What to work on: Rewrite every line of the data below as a JSON list of strings, with one string per line and no blank lines.

Given data:
[start]

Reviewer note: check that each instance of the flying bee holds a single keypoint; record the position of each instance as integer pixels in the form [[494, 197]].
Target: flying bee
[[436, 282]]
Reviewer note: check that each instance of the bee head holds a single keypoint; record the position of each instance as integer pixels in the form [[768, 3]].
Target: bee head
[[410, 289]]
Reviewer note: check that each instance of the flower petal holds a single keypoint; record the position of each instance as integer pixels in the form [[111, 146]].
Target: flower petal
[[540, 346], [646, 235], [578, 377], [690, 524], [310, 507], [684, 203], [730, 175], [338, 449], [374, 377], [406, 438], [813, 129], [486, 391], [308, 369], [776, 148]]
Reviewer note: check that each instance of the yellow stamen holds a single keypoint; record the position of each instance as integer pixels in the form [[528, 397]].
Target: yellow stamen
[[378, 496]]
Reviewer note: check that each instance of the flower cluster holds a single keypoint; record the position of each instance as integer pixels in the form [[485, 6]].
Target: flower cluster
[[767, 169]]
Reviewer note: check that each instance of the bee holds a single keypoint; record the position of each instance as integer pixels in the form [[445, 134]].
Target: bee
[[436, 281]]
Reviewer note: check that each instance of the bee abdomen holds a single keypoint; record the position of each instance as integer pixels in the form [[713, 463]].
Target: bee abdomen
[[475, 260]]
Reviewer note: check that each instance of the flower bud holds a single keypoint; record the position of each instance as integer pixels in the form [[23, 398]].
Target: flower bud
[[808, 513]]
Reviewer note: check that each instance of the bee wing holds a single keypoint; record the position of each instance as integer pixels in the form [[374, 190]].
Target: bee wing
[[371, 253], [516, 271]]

[end]

Written reply:
[
  "Reviewer note: check that each instance of the flying bee holds a single keypoint; record the position of each instance as integer pixels in the form [[494, 197]].",
  "Target: flying bee",
  "[[436, 282]]",
  "Reviewer note: check that each instance of the bee head holds a single keypoint; record the position of each instance as integer pixels in the form [[768, 3]].",
  "Target: bee head",
  "[[410, 289]]",
  "Reviewer note: check that each instance of the flower petal holds a single keypoint; record the position of each instance as integer pixels in the form [[111, 146]].",
  "Target: flower petal",
  "[[540, 346], [646, 235], [578, 377], [690, 524], [310, 507], [684, 203], [730, 175], [338, 449], [374, 377], [406, 438], [813, 129], [486, 391], [308, 369], [776, 148]]",
  "Reviewer note: check that each instance of the yellow stamen holds a single keypoint; record the position of each instance as integer pixels in the form [[528, 397]].",
  "Target: yellow stamen",
  "[[378, 496]]",
  "Reviewer note: check that each instance of the flower cluster holds a single keypoint; record the position of each instance as integer pixels in the form [[485, 6]].",
  "Target: flower cluster",
  "[[767, 169]]",
  "Reviewer note: check that each instance of the bee holds a single keypoint; record the position of each instance as integer pixels in the form [[445, 134]].",
  "Target: bee",
  "[[436, 281]]",
  "Reviewer note: check that each instance of the bee abdomen holds a single keypoint; record the position of each instance as integer pixels in the form [[713, 463]].",
  "Target: bee abdomen",
  "[[475, 260]]",
  "Reviewer note: check that each instance of the flower bud holds a single keypoint; record the position of each instance as integer pixels in the form [[23, 398]].",
  "Target: flower bud",
  "[[808, 513]]",
  "Reviewer note: check that each instance of the bee wing holds a single keypoint; record the position of each instance as integer pixels in the form [[374, 190]].",
  "Target: bee wing",
  "[[371, 253], [516, 271]]"
]